Rewrite the items from the line containing "of the rippling" through the line containing "(1029, 316)", both included, putting "crimson jersey" in place of "red jersey" and keeping everything else the same.

>> Begin

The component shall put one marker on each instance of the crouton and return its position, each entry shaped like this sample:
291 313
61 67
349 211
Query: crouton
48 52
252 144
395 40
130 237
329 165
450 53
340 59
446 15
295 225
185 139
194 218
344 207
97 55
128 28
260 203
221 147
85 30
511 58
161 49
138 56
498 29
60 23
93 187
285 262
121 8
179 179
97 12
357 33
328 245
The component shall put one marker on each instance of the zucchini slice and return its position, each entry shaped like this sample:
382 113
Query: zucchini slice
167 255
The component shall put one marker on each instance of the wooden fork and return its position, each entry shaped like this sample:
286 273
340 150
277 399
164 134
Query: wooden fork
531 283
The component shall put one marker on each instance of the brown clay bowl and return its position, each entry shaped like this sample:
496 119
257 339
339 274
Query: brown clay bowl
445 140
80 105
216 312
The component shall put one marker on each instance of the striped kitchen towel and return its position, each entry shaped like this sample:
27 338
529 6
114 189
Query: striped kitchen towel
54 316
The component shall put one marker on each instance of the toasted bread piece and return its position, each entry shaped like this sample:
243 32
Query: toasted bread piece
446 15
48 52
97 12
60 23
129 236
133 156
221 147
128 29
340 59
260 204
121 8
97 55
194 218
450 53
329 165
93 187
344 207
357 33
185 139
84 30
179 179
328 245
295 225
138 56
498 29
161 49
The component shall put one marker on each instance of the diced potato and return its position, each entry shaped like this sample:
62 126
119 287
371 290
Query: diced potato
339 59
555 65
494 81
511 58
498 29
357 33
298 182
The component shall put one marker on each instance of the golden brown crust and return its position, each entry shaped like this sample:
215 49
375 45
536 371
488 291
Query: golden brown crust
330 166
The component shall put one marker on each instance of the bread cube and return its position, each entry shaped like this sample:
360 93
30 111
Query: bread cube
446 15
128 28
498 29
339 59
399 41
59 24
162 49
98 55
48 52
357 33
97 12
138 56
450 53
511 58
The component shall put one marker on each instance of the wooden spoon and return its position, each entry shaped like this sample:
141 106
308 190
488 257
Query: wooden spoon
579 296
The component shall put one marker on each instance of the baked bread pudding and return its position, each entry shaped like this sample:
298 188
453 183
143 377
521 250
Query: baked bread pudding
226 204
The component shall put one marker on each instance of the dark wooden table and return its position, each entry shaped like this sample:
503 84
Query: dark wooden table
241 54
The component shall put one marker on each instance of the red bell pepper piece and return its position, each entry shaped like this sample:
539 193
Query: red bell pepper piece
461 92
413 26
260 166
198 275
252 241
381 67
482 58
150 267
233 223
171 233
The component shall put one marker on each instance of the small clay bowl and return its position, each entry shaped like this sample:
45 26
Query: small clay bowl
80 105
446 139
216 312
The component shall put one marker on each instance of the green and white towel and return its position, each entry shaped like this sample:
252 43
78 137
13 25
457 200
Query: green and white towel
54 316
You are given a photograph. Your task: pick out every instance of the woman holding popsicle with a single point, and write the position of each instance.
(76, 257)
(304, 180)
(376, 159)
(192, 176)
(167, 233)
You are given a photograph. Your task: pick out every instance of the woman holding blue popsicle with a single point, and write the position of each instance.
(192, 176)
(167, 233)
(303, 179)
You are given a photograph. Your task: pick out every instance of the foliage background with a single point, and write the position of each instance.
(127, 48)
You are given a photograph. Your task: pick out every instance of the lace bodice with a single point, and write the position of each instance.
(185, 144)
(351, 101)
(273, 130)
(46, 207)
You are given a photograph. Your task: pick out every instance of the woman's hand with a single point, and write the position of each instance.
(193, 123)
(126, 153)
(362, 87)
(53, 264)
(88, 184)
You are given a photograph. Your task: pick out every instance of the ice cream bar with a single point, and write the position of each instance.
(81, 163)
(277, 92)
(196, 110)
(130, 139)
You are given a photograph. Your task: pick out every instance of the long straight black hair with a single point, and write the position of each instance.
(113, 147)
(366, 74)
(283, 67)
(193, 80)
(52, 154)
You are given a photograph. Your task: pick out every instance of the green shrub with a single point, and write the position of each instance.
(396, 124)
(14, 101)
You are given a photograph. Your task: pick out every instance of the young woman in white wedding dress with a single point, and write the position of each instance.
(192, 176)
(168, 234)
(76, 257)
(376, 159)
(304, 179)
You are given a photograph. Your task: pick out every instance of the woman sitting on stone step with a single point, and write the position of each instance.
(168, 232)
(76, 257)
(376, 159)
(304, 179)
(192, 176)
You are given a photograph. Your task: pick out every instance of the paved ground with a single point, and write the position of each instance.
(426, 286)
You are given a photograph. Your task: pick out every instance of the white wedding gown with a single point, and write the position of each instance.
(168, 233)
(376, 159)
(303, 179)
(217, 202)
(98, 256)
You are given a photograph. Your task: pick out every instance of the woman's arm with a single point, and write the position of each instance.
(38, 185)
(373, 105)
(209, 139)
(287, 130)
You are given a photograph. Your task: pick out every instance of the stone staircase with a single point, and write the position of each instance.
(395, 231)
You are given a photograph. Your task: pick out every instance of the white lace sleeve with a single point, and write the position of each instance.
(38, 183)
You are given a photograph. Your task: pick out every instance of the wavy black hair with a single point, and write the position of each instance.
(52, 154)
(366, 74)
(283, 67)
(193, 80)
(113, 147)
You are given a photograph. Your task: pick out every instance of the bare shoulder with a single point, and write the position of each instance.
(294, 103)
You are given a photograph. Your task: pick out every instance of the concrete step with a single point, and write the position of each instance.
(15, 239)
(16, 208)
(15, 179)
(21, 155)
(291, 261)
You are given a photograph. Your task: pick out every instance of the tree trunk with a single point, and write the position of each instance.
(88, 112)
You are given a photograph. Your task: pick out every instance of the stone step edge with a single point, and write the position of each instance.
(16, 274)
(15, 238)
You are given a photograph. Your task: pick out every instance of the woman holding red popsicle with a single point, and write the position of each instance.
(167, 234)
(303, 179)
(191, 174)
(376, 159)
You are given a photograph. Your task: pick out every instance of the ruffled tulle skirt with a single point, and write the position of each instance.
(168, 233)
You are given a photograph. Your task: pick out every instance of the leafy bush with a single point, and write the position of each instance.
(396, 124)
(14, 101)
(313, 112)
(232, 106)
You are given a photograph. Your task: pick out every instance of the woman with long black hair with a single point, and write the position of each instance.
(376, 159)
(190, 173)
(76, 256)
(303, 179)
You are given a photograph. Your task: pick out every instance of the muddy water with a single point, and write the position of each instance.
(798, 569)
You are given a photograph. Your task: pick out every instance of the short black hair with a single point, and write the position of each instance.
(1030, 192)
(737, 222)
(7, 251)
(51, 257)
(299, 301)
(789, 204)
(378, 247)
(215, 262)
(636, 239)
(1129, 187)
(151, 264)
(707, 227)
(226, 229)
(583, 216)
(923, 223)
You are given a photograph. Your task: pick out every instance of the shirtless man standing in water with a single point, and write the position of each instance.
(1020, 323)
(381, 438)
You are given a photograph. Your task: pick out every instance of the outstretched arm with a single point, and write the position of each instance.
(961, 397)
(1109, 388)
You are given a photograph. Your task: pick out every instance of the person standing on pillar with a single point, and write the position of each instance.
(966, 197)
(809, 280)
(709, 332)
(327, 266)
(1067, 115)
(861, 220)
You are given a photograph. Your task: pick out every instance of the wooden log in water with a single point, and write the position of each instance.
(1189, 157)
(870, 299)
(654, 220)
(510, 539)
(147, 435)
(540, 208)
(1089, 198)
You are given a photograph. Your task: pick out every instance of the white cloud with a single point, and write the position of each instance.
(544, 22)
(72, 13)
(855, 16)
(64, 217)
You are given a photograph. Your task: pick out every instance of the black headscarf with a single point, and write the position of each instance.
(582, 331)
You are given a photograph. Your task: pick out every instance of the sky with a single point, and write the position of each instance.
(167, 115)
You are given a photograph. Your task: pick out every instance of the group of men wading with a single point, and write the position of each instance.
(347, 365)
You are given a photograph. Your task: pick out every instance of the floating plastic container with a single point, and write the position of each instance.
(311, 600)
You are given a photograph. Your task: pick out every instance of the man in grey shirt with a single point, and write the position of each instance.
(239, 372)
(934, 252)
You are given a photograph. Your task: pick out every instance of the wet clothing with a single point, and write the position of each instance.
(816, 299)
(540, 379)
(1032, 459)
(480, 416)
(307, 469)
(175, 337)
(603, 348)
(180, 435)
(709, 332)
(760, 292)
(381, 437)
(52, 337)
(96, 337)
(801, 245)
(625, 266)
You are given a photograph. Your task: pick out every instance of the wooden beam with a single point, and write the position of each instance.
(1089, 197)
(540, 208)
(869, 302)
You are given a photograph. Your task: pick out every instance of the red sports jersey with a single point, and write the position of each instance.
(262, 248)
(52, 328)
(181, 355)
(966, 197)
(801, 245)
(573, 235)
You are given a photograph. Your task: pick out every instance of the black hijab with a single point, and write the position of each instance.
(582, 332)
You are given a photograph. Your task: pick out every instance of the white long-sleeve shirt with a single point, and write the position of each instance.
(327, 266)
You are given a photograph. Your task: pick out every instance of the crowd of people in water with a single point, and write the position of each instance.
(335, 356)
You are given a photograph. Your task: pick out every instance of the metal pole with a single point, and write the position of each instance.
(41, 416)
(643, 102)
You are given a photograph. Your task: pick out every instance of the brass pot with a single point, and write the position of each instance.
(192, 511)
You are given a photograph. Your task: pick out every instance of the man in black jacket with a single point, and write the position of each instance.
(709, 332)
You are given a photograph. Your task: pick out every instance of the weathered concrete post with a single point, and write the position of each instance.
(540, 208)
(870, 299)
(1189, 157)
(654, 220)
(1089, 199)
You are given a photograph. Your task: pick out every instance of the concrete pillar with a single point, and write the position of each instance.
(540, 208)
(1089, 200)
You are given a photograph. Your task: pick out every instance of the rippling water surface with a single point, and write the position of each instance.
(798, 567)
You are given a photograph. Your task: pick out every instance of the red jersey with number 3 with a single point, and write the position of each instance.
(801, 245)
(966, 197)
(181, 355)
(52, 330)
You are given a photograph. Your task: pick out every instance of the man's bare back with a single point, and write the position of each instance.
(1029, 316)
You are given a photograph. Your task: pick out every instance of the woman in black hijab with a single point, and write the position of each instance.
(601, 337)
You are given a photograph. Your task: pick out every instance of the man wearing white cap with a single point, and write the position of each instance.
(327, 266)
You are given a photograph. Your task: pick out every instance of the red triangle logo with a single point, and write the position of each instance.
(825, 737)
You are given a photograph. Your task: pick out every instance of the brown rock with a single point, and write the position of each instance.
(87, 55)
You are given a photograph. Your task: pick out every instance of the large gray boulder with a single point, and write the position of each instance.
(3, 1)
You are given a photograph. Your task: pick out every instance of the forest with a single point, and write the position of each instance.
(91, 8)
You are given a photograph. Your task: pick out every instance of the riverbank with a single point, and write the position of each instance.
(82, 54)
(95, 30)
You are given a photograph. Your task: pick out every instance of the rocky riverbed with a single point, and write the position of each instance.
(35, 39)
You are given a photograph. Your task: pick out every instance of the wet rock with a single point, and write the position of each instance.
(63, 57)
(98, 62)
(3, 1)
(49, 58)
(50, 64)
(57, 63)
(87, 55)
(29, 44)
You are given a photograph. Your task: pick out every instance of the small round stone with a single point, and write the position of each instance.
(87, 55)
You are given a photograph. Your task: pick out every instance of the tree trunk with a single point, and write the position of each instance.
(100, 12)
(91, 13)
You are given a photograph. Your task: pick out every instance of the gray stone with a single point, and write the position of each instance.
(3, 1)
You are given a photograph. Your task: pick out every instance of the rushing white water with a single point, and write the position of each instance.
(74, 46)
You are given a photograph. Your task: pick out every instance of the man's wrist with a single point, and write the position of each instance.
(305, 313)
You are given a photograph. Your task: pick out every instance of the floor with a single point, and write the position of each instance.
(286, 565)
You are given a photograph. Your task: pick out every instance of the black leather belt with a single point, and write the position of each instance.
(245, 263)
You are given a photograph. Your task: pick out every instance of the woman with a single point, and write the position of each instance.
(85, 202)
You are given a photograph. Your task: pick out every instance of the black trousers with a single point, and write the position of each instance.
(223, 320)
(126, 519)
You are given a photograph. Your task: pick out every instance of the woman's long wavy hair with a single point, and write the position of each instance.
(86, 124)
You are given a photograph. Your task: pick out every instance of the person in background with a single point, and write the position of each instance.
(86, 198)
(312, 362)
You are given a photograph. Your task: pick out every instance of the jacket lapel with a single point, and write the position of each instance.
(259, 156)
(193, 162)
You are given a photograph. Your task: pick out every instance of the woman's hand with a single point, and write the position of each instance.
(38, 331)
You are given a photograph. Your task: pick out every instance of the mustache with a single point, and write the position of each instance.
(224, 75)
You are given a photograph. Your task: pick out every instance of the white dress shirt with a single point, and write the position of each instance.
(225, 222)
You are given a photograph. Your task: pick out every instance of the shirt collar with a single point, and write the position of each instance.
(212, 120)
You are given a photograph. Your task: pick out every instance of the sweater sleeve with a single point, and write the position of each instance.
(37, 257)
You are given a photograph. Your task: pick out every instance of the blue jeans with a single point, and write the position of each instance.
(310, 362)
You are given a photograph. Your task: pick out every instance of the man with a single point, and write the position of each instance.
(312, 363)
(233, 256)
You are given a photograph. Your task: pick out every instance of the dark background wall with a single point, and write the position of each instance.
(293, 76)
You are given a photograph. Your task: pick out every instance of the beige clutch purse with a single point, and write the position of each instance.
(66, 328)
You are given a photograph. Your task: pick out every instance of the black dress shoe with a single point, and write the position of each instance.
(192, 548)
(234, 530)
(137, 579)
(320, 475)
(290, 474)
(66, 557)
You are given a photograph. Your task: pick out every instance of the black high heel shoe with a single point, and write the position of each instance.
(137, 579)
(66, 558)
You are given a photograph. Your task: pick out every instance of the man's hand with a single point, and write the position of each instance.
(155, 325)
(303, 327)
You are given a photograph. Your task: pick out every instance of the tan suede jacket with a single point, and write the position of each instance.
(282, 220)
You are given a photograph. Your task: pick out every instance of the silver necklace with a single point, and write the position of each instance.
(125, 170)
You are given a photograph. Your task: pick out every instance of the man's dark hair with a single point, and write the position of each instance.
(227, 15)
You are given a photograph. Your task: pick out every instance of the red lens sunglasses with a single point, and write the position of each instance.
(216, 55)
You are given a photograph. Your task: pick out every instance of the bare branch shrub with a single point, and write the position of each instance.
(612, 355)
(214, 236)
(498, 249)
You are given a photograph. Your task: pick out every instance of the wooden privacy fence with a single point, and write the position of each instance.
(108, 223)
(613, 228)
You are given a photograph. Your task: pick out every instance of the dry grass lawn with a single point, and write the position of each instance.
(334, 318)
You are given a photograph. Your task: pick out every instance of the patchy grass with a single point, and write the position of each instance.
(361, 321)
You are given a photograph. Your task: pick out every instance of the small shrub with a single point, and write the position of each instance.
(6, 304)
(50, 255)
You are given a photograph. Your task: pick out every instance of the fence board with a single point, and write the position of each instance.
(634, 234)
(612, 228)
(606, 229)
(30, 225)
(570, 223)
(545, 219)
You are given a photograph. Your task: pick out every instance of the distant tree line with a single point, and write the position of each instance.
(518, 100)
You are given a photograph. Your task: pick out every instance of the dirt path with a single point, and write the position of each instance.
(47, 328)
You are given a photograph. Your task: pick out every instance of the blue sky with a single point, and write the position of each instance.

>> End

Response to the task:
You are given a photograph. Your task: pick out every instance of the rippling water surface with a single point, and write the position of each instance.
(798, 567)
You are given a photograph. Your task: pick out every instance of the crimson jersey with number 3 with a single point, and write the position of each instance.
(801, 245)
(966, 197)
(181, 355)
(52, 330)
You are given a photograph. Your task: pick out every instance of the man's bare back with a single point, and write the position of each instance.
(1029, 316)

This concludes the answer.